• About this exercise: Would you repeat every entry below word for word but drop the images?

• Given data:
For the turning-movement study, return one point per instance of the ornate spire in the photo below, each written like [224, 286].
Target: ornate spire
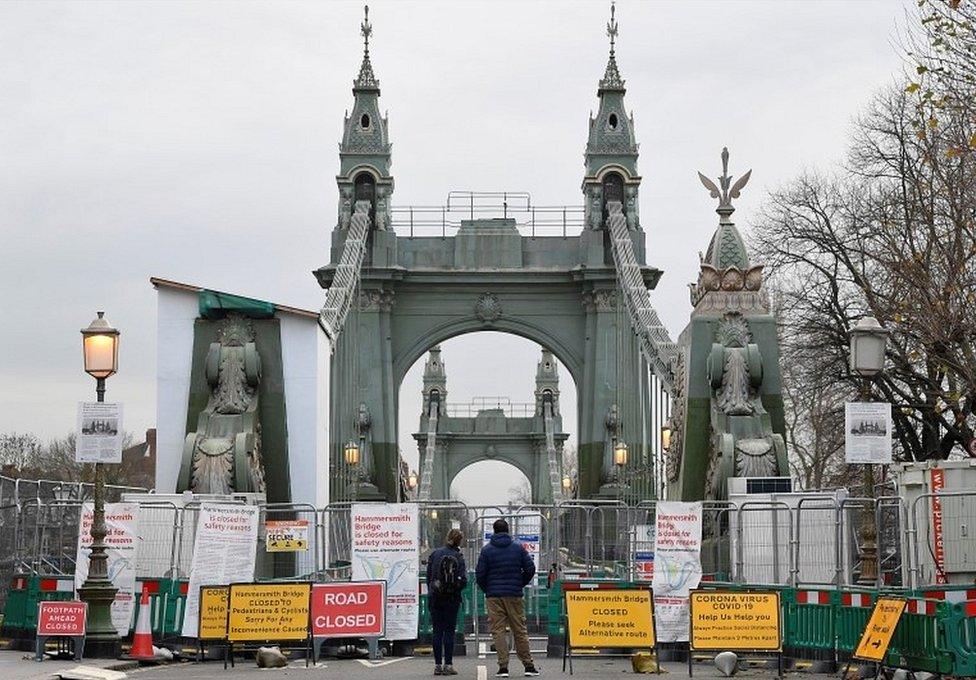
[366, 79]
[725, 194]
[611, 77]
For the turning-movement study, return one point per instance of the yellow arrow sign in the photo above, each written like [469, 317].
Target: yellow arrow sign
[881, 626]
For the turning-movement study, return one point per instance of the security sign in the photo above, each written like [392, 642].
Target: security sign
[286, 535]
[354, 609]
[881, 626]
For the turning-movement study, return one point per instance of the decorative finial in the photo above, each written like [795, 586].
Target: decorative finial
[366, 29]
[366, 79]
[611, 78]
[725, 194]
[612, 26]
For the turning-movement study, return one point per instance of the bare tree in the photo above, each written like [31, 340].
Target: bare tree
[892, 236]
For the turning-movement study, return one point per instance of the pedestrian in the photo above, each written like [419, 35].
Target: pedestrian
[504, 569]
[447, 577]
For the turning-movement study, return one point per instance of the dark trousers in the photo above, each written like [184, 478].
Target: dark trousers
[443, 616]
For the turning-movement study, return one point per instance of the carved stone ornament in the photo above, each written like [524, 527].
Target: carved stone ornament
[376, 300]
[488, 308]
[223, 454]
[599, 300]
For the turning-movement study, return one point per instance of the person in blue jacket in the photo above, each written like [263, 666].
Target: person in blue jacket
[447, 577]
[504, 569]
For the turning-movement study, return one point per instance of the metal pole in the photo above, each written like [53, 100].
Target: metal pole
[102, 638]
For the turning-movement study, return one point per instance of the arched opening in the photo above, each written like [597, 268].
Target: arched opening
[470, 485]
[365, 190]
[512, 375]
[613, 190]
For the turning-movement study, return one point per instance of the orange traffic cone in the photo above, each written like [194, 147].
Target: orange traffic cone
[142, 640]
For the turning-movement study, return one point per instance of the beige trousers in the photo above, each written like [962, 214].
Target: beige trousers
[503, 613]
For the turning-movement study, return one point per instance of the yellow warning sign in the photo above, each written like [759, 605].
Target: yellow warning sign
[213, 613]
[610, 618]
[268, 611]
[735, 621]
[286, 535]
[881, 626]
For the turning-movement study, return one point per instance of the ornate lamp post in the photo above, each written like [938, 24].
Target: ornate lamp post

• Response for this exercise:
For the turning-movement study, return one point per instance of the ornate spire in the photo below, each written like [224, 286].
Target: ornate spire
[366, 79]
[725, 194]
[611, 77]
For the turning-movement study, return one point per instance of the yellow arrow sign in the photo above, each written like [469, 317].
Target: yellow arrow sign
[881, 626]
For the turning-movement study, return one point per instance of the security sign in the photo above, each written like [392, 642].
Target: security sign
[286, 535]
[354, 609]
[881, 626]
For the turning-movement study, return one point per instance of the decorative finial in the photo above, each written like [795, 586].
Target: decorative finial
[366, 29]
[366, 79]
[611, 78]
[725, 194]
[612, 26]
For the turning-movement study, return one point per instance of the bare tree in the photo above, each written like [31, 340].
Target: bare tree
[892, 236]
For the turning-movement study, return one point per instance of the pedestrian in the photo above, each written like [419, 35].
Target: pedestrian
[504, 569]
[447, 577]
For the turning-movement study, return one point per instance of the dark trousers in the photo above, each written like [184, 478].
Target: dark trousers
[443, 616]
For the turning-movement study, return one point per instance of the carved stone ornament in the photo above, each written like [524, 527].
Target: carved stone ornament
[376, 300]
[488, 308]
[223, 454]
[599, 300]
For the turning-movement study, return one point per instance of the person in blue jacket in the photo above, each written like [263, 666].
Target: person in blue jacket
[447, 577]
[504, 569]
For the turning-movement study, return one point per instance of the metal pole in the photo above, each written like [53, 100].
Target: metal pole
[102, 638]
For the turning-movement study, return one point per instance of the arched opening in the photo above, each written like [597, 268].
Target: arched opening
[470, 485]
[365, 190]
[512, 375]
[613, 190]
For the turning-movement study, return one point per instance of the orange traffic cone in the photo above, each written like [194, 147].
Target: orange traffic cone
[142, 640]
For the turning-movement study, return one point per instance of the beige trousers in the photo above, each written like [962, 214].
Target: beige trousers
[503, 613]
For the turning-movement study, return one point per instance of the yellow warning sign in the photo above, each written like [759, 605].
Target: yellow warning sign
[213, 613]
[610, 618]
[268, 611]
[735, 621]
[286, 535]
[881, 626]
For the turning-movement study, return one point per instance of the ornate lamp post in the photo above, each written like [938, 24].
Target: ornate lamp post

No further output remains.